● **书面任务 1**: 请逐字照录关于 CombinedExtractor 混合特征提取的文档片段中的一段，从“Builds a features”开始，到“exploding network sizes.”结束。
● **书面任务 2**: 接着关于 CombinedExtractor 混合特征提取的文档片段的最后一行往下续写。

● **文档片段**:

* * *

在使用混合输入(图像 + 向量)的时候,发现似乎一直没有给用卷积网络训练,这部分核心是CombinedExtractor混合特征提取,源码如下:
class CombinedExtractor(BaseFeaturesExtractor):
"""
Combined features extractor for Dict observation spaces.
Builds a features extractor for each key of the space. Input from each space
is fed through a separate submodule (CNN or MLP, depending on input shape),
the output features are concatenated and fed through additional MLP network ("combined").
:param observation_space:
:param cnn_output_dim: Number of features to output from each CNN submodule(s). Defaults to
256 to avoid exploding network sizes.
:param normalized_image: Whether to assume that the image is already normalized
or not (this disables dtype and bounds checks): when True, it only checks that
the space is a Box and has 3 dimensions.
Otherwise, it checks that it has expected dtype (uint8) and bounds (values in [0, 255]).
"""
def __init__(
self,
observation_space: spaces.Dict,
cnn_output_dim: int = 256,
normalized_image: bool = False,
) -> None:
# TODO we do not know features-dim here before going over all the items, so put something there. This is dirty!

* * *

● **条目列表**:

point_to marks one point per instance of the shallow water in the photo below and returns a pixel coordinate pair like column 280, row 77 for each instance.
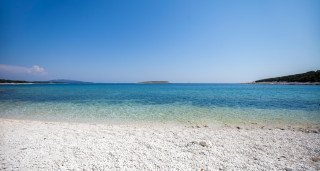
column 209, row 103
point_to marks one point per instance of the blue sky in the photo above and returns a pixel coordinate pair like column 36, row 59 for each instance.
column 179, row 41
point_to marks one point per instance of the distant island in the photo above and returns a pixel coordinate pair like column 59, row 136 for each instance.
column 311, row 77
column 58, row 81
column 154, row 82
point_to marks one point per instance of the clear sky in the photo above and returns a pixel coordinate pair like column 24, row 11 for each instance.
column 174, row 40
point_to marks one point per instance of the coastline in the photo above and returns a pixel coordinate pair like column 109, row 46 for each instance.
column 42, row 145
column 286, row 83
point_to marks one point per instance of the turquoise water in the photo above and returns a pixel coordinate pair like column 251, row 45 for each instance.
column 210, row 103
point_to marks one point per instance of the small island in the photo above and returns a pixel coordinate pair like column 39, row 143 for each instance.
column 154, row 82
column 308, row 78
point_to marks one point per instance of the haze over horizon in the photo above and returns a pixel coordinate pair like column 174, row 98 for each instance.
column 177, row 41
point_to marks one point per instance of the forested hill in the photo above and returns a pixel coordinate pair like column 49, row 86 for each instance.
column 311, row 76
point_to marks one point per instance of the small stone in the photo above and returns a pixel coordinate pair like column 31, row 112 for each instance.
column 314, row 131
column 315, row 159
column 203, row 144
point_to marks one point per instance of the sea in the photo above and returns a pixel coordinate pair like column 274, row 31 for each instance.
column 172, row 103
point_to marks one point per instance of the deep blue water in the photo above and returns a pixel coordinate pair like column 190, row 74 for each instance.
column 181, row 102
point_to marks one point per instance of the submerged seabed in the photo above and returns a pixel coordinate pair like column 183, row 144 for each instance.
column 207, row 103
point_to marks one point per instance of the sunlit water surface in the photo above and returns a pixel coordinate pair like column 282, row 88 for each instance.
column 208, row 103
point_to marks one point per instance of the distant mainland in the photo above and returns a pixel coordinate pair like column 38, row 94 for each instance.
column 308, row 78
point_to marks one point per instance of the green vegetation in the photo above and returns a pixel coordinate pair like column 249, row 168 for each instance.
column 154, row 82
column 312, row 76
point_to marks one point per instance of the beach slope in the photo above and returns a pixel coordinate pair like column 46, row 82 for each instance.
column 40, row 145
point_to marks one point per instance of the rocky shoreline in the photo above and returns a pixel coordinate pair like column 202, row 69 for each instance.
column 40, row 145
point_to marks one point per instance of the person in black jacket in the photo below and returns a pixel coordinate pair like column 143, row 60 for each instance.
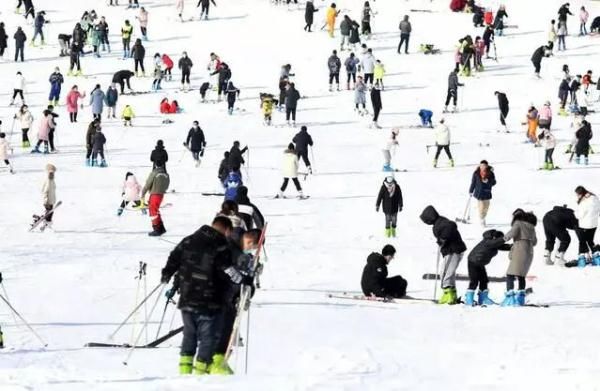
column 20, row 39
column 248, row 211
column 308, row 15
column 451, row 247
column 503, row 106
column 159, row 156
column 196, row 142
column 203, row 264
column 390, row 196
column 303, row 140
column 556, row 223
column 374, row 281
column 479, row 257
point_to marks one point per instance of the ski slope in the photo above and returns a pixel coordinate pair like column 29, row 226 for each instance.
column 77, row 283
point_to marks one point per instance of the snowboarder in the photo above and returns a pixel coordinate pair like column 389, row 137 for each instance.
column 290, row 171
column 390, row 196
column 522, row 233
column 196, row 142
column 451, row 247
column 375, row 282
column 442, row 141
column 556, row 223
column 482, row 181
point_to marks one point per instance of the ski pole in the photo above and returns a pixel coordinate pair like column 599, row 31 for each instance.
column 24, row 321
column 110, row 337
column 137, row 340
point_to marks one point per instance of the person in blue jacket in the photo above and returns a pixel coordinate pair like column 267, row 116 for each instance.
column 482, row 181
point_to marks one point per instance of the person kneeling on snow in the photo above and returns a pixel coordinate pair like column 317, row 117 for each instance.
column 479, row 257
column 451, row 247
column 375, row 282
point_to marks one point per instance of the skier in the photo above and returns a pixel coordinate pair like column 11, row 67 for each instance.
column 4, row 147
column 26, row 119
column 377, row 106
column 309, row 15
column 302, row 140
column 451, row 247
column 159, row 156
column 453, row 85
column 121, row 77
column 442, row 141
column 97, row 98
column 73, row 102
column 390, row 196
column 49, row 196
column 479, row 257
column 375, row 282
column 131, row 193
column 587, row 211
column 157, row 185
column 503, row 106
column 205, row 7
column 522, row 233
column 351, row 64
column 405, row 29
column 334, row 64
column 20, row 39
column 196, row 142
column 185, row 65
column 556, row 223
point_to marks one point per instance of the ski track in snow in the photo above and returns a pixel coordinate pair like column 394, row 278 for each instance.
column 76, row 284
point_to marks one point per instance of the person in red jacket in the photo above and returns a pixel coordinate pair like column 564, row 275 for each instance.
column 168, row 66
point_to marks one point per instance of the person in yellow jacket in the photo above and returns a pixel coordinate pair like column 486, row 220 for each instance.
column 332, row 14
column 127, row 115
column 379, row 72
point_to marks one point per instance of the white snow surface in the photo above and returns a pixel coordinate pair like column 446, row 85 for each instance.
column 76, row 284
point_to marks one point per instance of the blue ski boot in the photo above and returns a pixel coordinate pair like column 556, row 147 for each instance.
column 468, row 298
column 483, row 298
column 509, row 299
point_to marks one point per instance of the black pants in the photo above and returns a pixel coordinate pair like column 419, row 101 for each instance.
column 451, row 94
column 446, row 148
column 286, row 181
column 290, row 111
column 404, row 38
column 185, row 76
column 510, row 282
column 586, row 239
column 477, row 276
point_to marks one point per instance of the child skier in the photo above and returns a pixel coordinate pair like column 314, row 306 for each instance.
column 451, row 247
column 391, row 197
column 131, row 193
column 479, row 257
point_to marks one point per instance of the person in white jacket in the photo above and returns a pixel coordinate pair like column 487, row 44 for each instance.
column 18, row 88
column 290, row 171
column 442, row 141
column 4, row 151
column 587, row 211
column 26, row 119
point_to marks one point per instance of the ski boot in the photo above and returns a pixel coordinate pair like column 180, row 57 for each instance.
column 468, row 298
column 484, row 299
column 509, row 299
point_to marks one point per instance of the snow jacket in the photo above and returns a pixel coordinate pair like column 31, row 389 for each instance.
column 445, row 232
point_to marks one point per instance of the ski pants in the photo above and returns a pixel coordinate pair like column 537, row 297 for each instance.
column 586, row 239
column 390, row 220
column 477, row 276
column 198, row 335
column 154, row 209
column 448, row 277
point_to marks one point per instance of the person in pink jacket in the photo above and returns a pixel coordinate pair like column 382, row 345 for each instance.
column 73, row 102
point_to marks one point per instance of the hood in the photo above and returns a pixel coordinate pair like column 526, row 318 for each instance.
column 429, row 215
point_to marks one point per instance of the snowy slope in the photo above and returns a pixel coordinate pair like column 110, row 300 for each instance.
column 75, row 285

* * *

● **任务答案 1**:
Builds a features extractor for each key of the space. Input from each space
is fed through a separate submodule (CNN or MLP, depending on input shape),
the output features are concatenated and fed through additional MLP network ("combined").
:param observation_space:
:param cnn_output_dim: Number of features to output from each CNN submodule(s). Defaults to
256 to avoid exploding network sizes.

● **任务答案 2**:
super().__init__(observation_space, features_dim=1)
extractors: Dict[str, nn.Module] = {}
total_concat_size = 0
for key, subspace in observation_space.spaces.items():
if is_image_space(subspace, normalized_image=normalized_image):
extractors[key] = NatureCNN(subspace, features_dim=cnn_output_dim, normalized_image=normalized_image)
total_concat_size += cnn_output_dim
else:
# The observation key is a vector, flatten it if needed
extractors[key] = nn.Flatten()
total_concat_size += get_flattened_obs_dim(subspace)
self.extractors = nn.ModuleDict(extractors)
# Update the features dim manually
self._features_dim = total_concat_size
def forward(self, observations: TensorDict) -> th.Tensor:
encoded_tensor_list = []
for key, extractor in self.extractors.items():
encoded_tensor_list.append(extractor(observations[key]))
return th.cat(encoded_tensor_list, dim=1)
发现图像要用卷积,必须得过 is_image_space 检查,再看 is_image_space 的源码,发现这检测条件有点严格,如数据类型得是 np.uint8,或者就得设置 normalized_image 等等,所以使用上需要多注意,否则训练半天模型都不对.......
def is_image_space(
observation_space: spaces.Space,
check_channels: bool = False,
normalized_image: bool = False,
) -> bool:
"""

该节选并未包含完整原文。